But measurement is never neutral once it enters management.

The danger is that AI metrics will repeat the old workplace mistake: treating activity as a proxy for value because activity is easier to count. Active users. Chats. Completions. Agent sessions. Credits consumed. Reviews triggered. These are useful operational signals. They are not the same thing as better work.

A team can use AI constantly and become more confused.

A team can use it lightly and produce excellent judgment.

A developer can consume fewer credits because they framed the task well, constrained the agent, reviewed carefully, and stopped when the change was good enough. Another can consume more because the work was messy, the context was poor, and the agent kept wandering through the repository like a very expensive flashlight.

The first person may look less engaged. The second may look like a power user.

That is the problem with visibility when it arrives before taste.

Microsoft's latest Work Trend Index lands near the same tension from another direction. The report argues that AI impact depends heavily on organizational readiness: culture, manager support, clear rules, documented handoffs, and quality standards for AI-assisted work. That is a more mature frame than simply asking whether individuals are using the tools.

It suggests the real unit of progress is not adoption.

It is design.

How does the organization decide which work deserves AI assistance? What should be delegated, what should be collaborated on, and what should remain slow because slowness is part of the quality? Who owns the review surface? What happens when an agent saves two hours but creates thirty minutes of invisible verification work for someone else? Which costs belong to a team budget, and which costs are really signs of product strategy, engineering debt, or managerial impatience?

These are not questions a usage graph can answer by itself.

They are questions a graph can provoke if the organization is honest enough.

The humane version of AI measurement would treat metrics as instruments, not incentives. It would ask where people are getting leverage, where they are getting flooded, where costs are rising because the work is poorly shaped, and where the tool is hiding labor rather than reducing it. It would pair usage with quality review. It would notice whether junior people are learning or merely becoming prompt operators inside someone else's process. It would care whether the work feels clearer on the other side.

The less humane version is easy to imagine because we have already built it many times.

Teams are compared by adoption rate. Managers ask why one group uses fewer credits. People learn to perform AI enthusiasm because the organization has made enthusiasm measurable. Quiet judgment becomes suspicious. Restraint looks like resistance. A tool meant to reduce busywork becomes another way to audit busyness.

That would be a depressing but very familiar outcome.

The deeper issue is that AI makes workplace theory harder to fake. If an organization already believes value is visible motion, it will use AI metrics to intensify motion. If it believes people are costs to be optimized, it will read every dashboard as a labor compression opportunity. If it believes quality depends on conditions, it may use the same data to redesign work more carefully.

The metric does not decide. The culture does.

This is why the next phase of AI leadership will need more moral patience than dashboard appetite. The tools are becoming measurable at exactly the moment they are becoming harder to evaluate. A completion is easy to count. A better decision is not. A token has a price. Trust has a cost too, but it rarely arrives as a neat column in the export.

So the question is not whether we should measure AI work.

We should.

The question is what kind of behavior the measurement invites. Whether it helps teams see the system more clearly, or merely gives management a sharper instrument for the same old reflexes. Whether it protects judgment, or converts judgment into utilization theater. Whether it reveals quality, or buries quality under proof that everyone is very busy with the future.

Every new metric is also a small theory of what matters.

AI is making that theory visible.

Now organizations have to decide whether they can survive being seen by their own dashboards.

#### Material supplied
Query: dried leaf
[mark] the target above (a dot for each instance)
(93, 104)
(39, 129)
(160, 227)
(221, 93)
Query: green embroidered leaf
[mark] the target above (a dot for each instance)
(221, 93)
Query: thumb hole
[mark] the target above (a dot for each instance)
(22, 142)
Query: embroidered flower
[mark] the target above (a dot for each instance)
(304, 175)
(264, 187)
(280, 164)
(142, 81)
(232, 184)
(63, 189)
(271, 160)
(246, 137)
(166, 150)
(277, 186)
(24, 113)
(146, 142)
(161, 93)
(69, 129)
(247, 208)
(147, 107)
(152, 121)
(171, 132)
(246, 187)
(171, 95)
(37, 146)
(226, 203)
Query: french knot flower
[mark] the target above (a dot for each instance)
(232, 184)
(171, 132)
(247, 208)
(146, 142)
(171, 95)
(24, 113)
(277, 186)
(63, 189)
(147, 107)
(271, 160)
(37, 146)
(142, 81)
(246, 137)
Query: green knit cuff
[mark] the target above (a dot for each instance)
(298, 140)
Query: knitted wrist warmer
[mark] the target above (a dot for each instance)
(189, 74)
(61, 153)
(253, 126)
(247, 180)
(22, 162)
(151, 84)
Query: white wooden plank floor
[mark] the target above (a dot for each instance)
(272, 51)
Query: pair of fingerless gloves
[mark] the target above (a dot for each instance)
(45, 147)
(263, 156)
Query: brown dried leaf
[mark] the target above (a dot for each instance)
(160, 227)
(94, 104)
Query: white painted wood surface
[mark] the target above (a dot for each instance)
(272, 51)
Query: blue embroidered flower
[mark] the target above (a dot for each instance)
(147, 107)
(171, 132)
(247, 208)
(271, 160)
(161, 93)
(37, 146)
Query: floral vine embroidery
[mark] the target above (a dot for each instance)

#### Exercise
Answer these questions from the text on AI metrics above:
1. Which report does the text cite?
2. What does the text call the real unit of progress in place of adoption?
3. According to the text, what decides, if not the metric?

#### Exercise answer
1. Microsoft's latest Work Trend Index.
2. Design.
3. The culture.